Rewrite the entries from the line containing "The client would like the woman" through the line containing "[293,168,306,172]", inclusive, changing "crack in pavement" to "cracked pavement" and leaving everything else untouched. Give only those lines.

Begin INPUT FOR THIS TASK

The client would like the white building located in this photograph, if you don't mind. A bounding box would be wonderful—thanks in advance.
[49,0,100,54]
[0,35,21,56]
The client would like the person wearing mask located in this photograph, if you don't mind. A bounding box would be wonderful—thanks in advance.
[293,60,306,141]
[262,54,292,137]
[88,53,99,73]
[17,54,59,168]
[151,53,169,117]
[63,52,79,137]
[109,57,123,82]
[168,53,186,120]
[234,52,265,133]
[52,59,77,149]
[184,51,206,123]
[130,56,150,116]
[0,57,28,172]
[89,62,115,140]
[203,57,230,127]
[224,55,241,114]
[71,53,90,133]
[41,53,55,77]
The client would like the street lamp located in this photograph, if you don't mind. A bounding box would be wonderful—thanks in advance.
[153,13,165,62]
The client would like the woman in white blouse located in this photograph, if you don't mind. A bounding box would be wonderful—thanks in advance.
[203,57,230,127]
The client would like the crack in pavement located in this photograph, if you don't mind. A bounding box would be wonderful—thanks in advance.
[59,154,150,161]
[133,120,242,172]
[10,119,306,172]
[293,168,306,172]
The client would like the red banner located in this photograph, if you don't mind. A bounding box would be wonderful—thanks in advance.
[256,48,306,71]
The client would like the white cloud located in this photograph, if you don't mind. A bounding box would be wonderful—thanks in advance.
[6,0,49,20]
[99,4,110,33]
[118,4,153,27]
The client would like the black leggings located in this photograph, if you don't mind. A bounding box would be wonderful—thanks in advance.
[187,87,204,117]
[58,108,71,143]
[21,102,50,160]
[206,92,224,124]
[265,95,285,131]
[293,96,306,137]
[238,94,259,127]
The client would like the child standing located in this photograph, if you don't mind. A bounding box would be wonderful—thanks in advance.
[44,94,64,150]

End INPUT FOR THIS TASK
Begin INPUT FOR THIS TASK

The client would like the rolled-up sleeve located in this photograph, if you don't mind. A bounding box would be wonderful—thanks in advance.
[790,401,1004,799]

End INPUT FOR THIS TASK

> **THE ANSWER**:
The client would like the woman in white blouse located in this photograph, if you don't mind. A bounding box would be wonderful—thanks in advance.
[203,57,230,127]
The client would like the cracked pavement located in this photograph, if you don't mind. A bounding box would be wonderful—thanks in advance.
[59,154,150,161]
[133,120,242,172]
[10,119,306,172]
[293,168,306,172]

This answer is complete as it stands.